··· SUPPLIED RECORDS ···
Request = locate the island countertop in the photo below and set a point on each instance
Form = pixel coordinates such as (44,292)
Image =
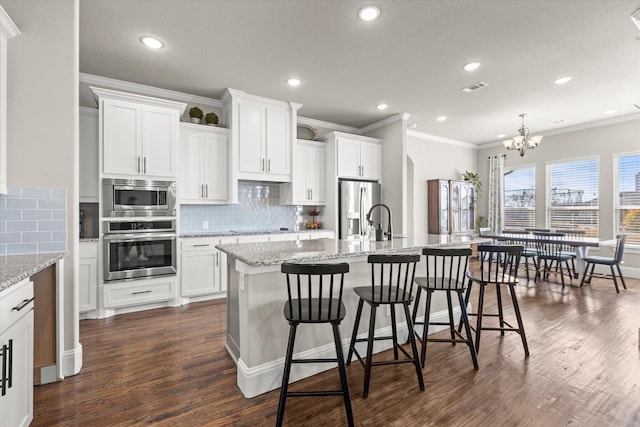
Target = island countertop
(266,254)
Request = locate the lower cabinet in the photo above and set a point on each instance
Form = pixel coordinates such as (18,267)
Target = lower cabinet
(16,355)
(137,292)
(88,278)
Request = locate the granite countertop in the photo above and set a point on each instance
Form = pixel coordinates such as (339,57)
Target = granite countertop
(15,268)
(264,254)
(247,233)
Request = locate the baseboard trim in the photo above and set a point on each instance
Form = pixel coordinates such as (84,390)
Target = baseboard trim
(260,379)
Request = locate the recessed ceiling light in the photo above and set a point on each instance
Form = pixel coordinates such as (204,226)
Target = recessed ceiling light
(369,13)
(471,66)
(151,42)
(562,80)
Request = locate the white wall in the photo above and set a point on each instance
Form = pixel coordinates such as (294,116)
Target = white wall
(434,159)
(42,125)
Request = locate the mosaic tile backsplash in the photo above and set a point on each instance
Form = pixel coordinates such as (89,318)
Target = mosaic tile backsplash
(258,208)
(33,220)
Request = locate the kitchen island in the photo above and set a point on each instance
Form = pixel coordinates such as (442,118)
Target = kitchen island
(256,329)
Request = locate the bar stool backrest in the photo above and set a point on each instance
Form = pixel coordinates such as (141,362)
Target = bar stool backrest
(315,293)
(499,263)
(447,268)
(392,277)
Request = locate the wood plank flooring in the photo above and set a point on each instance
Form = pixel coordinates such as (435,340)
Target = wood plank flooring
(169,367)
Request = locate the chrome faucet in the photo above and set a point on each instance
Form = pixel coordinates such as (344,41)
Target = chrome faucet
(370,221)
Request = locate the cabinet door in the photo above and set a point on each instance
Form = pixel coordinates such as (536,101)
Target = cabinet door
(16,406)
(88,130)
(159,141)
(371,161)
(316,166)
(88,284)
(348,158)
(215,166)
(278,141)
(251,137)
(200,272)
(191,178)
(122,152)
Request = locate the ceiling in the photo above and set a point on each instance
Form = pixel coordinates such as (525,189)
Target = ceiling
(411,58)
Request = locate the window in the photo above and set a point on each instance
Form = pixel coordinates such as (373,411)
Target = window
(572,196)
(627,200)
(520,198)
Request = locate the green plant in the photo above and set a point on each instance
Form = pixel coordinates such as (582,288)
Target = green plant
(195,112)
(211,118)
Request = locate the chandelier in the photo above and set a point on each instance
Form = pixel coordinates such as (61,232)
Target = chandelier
(523,141)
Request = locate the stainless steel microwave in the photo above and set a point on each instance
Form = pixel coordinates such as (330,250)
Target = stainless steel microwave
(136,197)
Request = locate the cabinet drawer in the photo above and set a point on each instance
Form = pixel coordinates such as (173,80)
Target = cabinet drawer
(139,292)
(200,244)
(15,302)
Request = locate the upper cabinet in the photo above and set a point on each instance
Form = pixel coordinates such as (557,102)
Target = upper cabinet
(308,181)
(263,132)
(204,156)
(139,134)
(358,157)
(7,30)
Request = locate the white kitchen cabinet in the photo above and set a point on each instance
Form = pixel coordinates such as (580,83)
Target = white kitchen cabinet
(139,134)
(88,129)
(16,345)
(203,164)
(265,135)
(308,179)
(88,277)
(7,30)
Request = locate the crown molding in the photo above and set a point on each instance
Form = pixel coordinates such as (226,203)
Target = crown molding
(440,139)
(7,28)
(91,79)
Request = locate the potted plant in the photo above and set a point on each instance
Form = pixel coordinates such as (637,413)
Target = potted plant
(211,119)
(195,114)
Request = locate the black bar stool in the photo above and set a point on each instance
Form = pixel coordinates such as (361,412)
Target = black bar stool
(446,272)
(312,299)
(391,284)
(498,266)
···
Turn all the lines above into a numbered list, skipping blank lines and leaving out the picture.

1. Request = locate the island countertop in the photo below and set a point on each instance
2. Form = pixel coordinates such as (44,292)
3. Image =
4. Target = island countertop
5. (266,254)
6. Request = locate the lower cabinet in the photo above and set a point on each instance
7. Form = pixel coordinates such as (18,267)
8. Target = lower cabinet
9. (16,355)
10. (137,292)
11. (88,278)
12. Request = locate the granite countertop in the photo above and set a point on each instance
13. Form = pixel coordinates such as (339,57)
14. Target = granite countertop
15. (15,268)
16. (264,254)
17. (247,233)
18. Request = locate the baseboard trim in the photo above and set a point on each instance
19. Form = pixel coordinates such as (84,390)
20. Target = baseboard trim
21. (260,379)
22. Request = locate the recessed ceiling light in the photo above and set a point on each instance
23. Form = pixel coordinates such as (204,226)
24. Target = recessed ceiling light
25. (369,13)
26. (471,66)
27. (151,42)
28. (562,80)
29. Request = locate the white wall in the photo above and set a point on each instance
30. Form = pixel coordinates such as (294,116)
31. Target = white wall
32. (434,159)
33. (42,125)
34. Request = locate the mosaic tile backsplash in the photo above and set a point on each instance
35. Form = pixel coordinates such as (89,318)
36. Target = mosaic tile backsplash
37. (258,208)
38. (33,220)
39. Request = locate the kitchen island in the photo above and set a point on each instance
40. Form = pixel coordinates such as (442,118)
41. Target = kitchen island
42. (256,329)
43. Request = locate the bar stool backrest in the photo above and set a point on each instance
44. Form = pixel coordinates such as (141,362)
45. Target = bar stool backrest
46. (315,293)
47. (499,263)
48. (447,268)
49. (392,277)
50. Request = locate the wood plank flooring in the photo above and set a point on each instance
51. Form = pixel coordinates such as (435,340)
52. Target = wood plank flooring
53. (169,367)
54. Request = locate the chrome faucet in the photo above and set a point on each instance
55. Form = pixel coordinates such as (344,41)
56. Target = chrome faucet
57. (370,221)
58. Request = locate the cabinet door in the photo above and set a point on each instance
59. Form = pixel coordinates such as (536,101)
60. Target = cabinet door
61. (16,406)
62. (88,130)
63. (159,141)
64. (371,161)
65. (316,166)
66. (88,284)
67. (348,158)
68. (215,166)
69. (278,141)
70. (251,137)
71. (200,272)
72. (191,178)
73. (122,152)
74. Request = locate the ceiling in the photo above and set a point on each instance
75. Form = pixel coordinates such as (525,189)
76. Target = ceiling
77. (411,58)
78. Request = locate the window in the photo above and set a point on each instance
79. Form = pixel coordinates such as (373,411)
80. Target = window
81. (572,196)
82. (627,200)
83. (520,198)
84. Request = locate the green plant in the photo above and set a point on each instance
85. Form = pixel coordinates such as (582,288)
86. Target = green plant
87. (195,112)
88. (211,118)
89. Request = locate the chandelier in the photo above and set a point on each instance
90. Form = pixel coordinates such as (61,232)
91. Target = chandelier
92. (523,141)
93. Request = locate the stainless steel microwave in the photo above and set a point on each instance
94. Form = pixel coordinates such as (330,250)
95. Target = stainless steel microwave
96. (136,197)
97. Request = locate the cabinet drawer in the photo above and set a point on each instance
98. Form = pixel coordinates such as (173,80)
99. Target = cabinet drawer
100. (139,292)
101. (200,244)
102. (15,302)
103. Request = locate the upper cabinet in the photo above and set a point on each instance
104. Form = pixel coordinates such as (557,102)
105. Target = upper cabinet
106. (308,181)
107. (263,132)
108. (204,156)
109. (139,134)
110. (358,157)
111. (7,30)
112. Request = locate the white kitchen cabinet in the photo above and set a point on each instance
113. Form = pixel coordinates such as (580,83)
114. Target = white kitchen cabinet
115. (139,134)
116. (88,129)
117. (16,345)
118. (203,164)
119. (265,135)
120. (308,179)
121. (88,277)
122. (7,30)
123. Request = locate the crown molding in the photo above and set a point on each instance
124. Form = pixel coordinates such as (226,203)
125. Target = crown molding
126. (440,139)
127. (7,28)
128. (91,79)
129. Request = locate the potted plant in the photo above and set a point on each instance
130. Form = pixel coordinates such as (637,413)
131. Target = potted plant
132. (211,119)
133. (195,114)
134. Request = locate the black bar stool in the photo above and set a point on each instance
135. Form = pixel coordinates such as (361,412)
136. Target = black bar stool
137. (446,272)
138. (312,299)
139. (391,284)
140. (498,266)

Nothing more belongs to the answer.